NBCUniversal to launch Telemundo station

Bradford, Jackie
Jackie Bradford, president and general manager for NBC4/WRC, NBC's locally owned station, told staffers that NBCUniversal is taking over affiliation rights for the Telemundo station in the D.C. market.
LEN RIZZI
Andy Medici
By Andy Medici – Senior Staff Reporter, Washington Business Journal
Updated

The news company was able to take back the affiliation from multimedia company ZGS Communications after a spectrum auction.

NBCUniversal is taking over affiliation rights for the Telemundo station in the D.C. market and will be launching its own Telemundo-owned station in December, according to a memo obtained by the Washington Business Journal.

ZGS Communications, an Arlington company that owns the largest group of independent Telemundo affiliations, gave up its spectrum for the Washington market earlier this year in an auction, which gave NBCUniversal the ability to take back the Telemundo affiliation, according to a spokesperson who confirmed the new station.

☆ ☆ ☆ ☆ ☆

--- EXERCISE ---
Echo the Telemundo news article word for word, starting at the words "ZGS Communications, an" and stopping after "the new station.".

(Collected data entries)
☆ ☆ ☆ ☆ ☆

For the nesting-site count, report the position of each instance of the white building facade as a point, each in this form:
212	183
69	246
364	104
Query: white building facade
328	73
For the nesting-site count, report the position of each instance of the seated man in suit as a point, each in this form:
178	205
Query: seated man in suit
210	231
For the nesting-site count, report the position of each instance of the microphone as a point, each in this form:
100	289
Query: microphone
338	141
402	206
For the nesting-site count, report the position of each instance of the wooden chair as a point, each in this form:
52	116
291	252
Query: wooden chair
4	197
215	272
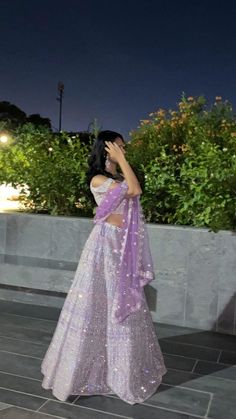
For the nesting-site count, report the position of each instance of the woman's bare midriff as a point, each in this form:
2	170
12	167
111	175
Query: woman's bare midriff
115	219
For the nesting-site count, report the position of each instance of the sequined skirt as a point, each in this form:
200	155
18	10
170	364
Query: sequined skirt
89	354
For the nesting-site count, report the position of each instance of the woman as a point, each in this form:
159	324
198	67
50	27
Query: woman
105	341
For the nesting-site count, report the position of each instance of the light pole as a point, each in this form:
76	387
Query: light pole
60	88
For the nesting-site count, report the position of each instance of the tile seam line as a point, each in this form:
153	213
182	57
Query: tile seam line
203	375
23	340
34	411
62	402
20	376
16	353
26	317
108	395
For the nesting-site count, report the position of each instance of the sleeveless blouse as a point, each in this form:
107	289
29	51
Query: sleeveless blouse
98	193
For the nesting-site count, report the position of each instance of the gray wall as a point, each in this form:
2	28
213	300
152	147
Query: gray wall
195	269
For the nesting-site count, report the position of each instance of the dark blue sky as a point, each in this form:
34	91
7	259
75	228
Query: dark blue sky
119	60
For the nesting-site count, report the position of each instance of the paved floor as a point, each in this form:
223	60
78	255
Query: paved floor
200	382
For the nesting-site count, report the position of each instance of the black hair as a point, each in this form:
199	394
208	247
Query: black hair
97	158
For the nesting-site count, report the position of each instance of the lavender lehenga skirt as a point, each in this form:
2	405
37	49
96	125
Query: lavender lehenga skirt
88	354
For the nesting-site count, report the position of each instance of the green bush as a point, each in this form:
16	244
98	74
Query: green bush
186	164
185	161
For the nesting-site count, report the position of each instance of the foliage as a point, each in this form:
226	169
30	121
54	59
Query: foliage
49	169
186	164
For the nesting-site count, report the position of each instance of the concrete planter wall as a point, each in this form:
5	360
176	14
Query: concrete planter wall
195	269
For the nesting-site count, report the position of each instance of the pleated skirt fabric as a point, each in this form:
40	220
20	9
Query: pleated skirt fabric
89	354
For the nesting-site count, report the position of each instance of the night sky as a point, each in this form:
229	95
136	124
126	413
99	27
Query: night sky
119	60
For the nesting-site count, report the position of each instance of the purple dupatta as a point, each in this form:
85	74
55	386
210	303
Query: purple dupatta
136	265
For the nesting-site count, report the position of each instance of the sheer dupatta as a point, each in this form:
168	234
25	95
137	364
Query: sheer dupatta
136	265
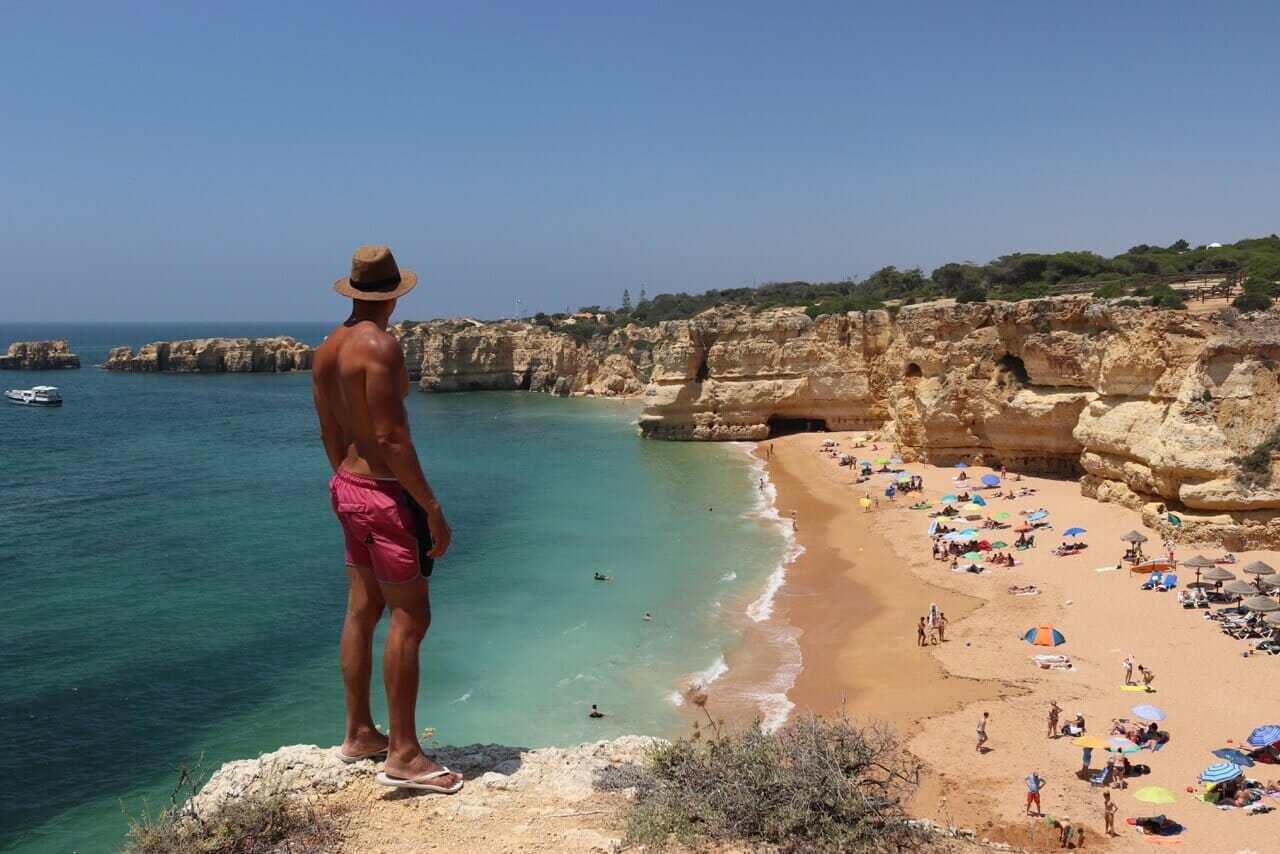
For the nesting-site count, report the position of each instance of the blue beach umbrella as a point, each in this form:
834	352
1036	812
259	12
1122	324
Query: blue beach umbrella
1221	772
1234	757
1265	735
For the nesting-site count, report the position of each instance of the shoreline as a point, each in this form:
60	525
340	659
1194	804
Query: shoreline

☆ ☆ ☆ ☆ ☆

--- WRITTEN SOLUTION ---
ZGS Communications, an Arlington company that owns the largest group of independent Telemundo affiliations, gave up its spectrum for the Washington market earlier this year in an auction, which gave NBCUniversal the ability to take back the Telemundo affiliation, according to a spokesperson who confirmed the new station.